--- Begin ---

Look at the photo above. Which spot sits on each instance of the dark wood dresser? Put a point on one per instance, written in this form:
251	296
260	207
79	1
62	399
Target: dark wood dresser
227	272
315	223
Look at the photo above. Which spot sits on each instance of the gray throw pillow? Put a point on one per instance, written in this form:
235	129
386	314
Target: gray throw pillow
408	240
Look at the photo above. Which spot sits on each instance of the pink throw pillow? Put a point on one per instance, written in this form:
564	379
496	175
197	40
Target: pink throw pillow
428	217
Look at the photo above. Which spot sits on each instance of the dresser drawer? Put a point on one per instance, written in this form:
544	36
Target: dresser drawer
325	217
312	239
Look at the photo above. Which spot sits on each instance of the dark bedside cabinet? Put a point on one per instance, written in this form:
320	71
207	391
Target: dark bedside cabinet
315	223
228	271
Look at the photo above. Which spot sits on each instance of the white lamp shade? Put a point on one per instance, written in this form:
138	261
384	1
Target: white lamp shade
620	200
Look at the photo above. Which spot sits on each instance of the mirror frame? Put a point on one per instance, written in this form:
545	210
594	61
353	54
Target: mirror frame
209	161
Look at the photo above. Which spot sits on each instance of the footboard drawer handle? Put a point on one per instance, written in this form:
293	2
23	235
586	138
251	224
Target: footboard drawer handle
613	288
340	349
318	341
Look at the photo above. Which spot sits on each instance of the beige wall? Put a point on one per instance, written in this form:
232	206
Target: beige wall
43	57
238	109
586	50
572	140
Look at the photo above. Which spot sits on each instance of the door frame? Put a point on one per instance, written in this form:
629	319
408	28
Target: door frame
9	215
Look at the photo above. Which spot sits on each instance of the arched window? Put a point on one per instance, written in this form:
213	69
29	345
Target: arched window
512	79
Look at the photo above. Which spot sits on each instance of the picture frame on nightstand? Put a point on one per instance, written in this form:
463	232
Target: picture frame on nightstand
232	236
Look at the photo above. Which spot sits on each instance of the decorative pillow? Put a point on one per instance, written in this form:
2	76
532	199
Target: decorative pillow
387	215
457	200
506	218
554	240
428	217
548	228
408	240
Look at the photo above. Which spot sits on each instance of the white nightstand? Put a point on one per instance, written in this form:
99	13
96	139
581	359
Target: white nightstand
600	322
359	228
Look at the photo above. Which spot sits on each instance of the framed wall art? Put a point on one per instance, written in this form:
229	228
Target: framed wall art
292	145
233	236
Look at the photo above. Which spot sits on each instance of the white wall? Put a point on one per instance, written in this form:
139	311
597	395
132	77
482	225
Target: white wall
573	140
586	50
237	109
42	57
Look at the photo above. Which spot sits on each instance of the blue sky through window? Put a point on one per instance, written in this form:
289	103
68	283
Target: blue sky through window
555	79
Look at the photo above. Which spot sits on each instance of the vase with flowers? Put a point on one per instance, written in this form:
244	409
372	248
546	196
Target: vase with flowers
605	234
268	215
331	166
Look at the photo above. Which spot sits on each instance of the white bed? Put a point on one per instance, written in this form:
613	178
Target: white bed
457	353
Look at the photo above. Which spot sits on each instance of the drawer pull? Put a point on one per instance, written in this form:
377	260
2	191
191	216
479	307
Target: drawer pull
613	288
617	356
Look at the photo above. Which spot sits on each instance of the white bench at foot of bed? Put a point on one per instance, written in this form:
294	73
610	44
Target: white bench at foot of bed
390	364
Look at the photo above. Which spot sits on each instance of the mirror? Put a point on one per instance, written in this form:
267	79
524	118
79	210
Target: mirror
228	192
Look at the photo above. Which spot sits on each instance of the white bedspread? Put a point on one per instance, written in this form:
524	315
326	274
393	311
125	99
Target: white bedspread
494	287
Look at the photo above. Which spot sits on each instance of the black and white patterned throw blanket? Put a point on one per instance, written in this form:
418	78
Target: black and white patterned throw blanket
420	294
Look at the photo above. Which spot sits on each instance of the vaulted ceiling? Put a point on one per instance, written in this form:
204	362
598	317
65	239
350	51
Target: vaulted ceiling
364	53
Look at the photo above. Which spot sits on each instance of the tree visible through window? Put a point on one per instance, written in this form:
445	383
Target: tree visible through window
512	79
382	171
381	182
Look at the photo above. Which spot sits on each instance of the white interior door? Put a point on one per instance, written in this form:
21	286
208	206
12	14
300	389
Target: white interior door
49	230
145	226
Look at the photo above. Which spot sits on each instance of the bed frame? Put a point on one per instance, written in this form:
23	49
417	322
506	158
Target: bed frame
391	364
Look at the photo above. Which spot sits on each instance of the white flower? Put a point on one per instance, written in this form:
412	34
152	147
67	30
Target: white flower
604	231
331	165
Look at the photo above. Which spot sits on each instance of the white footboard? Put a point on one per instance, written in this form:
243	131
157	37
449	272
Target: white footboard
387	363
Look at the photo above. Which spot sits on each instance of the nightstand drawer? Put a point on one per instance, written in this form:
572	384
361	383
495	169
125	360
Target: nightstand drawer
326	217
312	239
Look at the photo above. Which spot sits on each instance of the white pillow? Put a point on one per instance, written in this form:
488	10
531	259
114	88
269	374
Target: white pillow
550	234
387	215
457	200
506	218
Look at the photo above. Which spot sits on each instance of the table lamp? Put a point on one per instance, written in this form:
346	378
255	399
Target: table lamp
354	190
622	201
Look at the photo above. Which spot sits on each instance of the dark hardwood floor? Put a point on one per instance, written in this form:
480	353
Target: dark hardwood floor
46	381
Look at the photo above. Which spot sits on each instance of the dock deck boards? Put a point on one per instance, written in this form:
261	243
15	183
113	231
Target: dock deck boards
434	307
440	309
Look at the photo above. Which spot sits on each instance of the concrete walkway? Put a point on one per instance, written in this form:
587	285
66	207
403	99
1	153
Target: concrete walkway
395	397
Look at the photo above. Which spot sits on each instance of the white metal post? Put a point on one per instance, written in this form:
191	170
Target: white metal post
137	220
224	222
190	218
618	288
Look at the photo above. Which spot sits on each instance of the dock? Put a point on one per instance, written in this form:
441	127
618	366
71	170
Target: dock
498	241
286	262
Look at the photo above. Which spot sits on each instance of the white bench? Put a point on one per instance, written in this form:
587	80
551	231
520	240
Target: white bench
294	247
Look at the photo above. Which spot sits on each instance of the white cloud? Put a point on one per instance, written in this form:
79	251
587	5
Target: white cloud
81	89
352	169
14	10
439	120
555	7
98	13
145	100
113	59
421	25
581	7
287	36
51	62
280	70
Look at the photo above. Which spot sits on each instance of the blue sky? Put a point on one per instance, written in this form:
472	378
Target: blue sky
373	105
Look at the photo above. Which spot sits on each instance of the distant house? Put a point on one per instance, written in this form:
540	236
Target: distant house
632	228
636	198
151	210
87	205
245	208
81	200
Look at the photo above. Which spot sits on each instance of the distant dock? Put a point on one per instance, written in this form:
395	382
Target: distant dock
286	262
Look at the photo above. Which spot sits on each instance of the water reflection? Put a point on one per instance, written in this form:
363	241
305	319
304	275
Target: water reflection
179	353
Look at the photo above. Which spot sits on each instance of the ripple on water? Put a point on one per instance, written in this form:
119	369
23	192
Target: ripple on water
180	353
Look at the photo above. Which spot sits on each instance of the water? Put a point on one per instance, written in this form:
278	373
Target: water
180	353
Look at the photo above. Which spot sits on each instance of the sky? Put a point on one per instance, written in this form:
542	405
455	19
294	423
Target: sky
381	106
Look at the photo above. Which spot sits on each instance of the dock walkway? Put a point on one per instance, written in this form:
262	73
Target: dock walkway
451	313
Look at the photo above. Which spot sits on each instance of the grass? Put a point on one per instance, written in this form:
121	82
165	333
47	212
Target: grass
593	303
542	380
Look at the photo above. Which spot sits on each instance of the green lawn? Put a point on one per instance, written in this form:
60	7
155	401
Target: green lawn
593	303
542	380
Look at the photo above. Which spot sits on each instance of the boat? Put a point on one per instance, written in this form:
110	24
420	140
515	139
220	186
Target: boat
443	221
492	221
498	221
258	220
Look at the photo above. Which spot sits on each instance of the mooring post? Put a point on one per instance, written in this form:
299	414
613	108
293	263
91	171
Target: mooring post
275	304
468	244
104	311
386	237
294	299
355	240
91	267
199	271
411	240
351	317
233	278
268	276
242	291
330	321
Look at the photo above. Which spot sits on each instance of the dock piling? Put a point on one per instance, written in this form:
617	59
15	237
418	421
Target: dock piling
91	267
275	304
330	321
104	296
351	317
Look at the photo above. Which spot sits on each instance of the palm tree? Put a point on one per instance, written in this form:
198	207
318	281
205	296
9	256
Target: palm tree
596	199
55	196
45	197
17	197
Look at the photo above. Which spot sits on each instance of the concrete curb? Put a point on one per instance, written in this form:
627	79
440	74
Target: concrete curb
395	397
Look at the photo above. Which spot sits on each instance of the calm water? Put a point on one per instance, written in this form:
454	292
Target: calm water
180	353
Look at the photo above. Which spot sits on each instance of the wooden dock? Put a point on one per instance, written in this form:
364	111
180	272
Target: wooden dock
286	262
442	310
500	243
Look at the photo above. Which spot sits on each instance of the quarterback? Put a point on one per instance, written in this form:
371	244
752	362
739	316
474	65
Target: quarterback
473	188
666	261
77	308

--- End ---

**Brief:** Can you quote exactly the lines from the one containing "of the calm" through the last line of the records above, and nothing else?

**Task output:**
Look at the photo above. Which spot sits on each instance of the calm water? Put a point on one per instance, written in this form:
454	292
Target: calm water
180	353
Look at the photo above. Which spot sits on each instance of the wooden dock? Put a point on one per instance, written in this form:
364	111
180	272
Target: wooden dock
286	262
442	310
500	243
Look at the photo above. Which spot sits on each instance of the quarterback? Put a point on one per instance, written in this form:
371	244
752	362
739	316
474	65
Target: quarterback
473	188
666	261
77	308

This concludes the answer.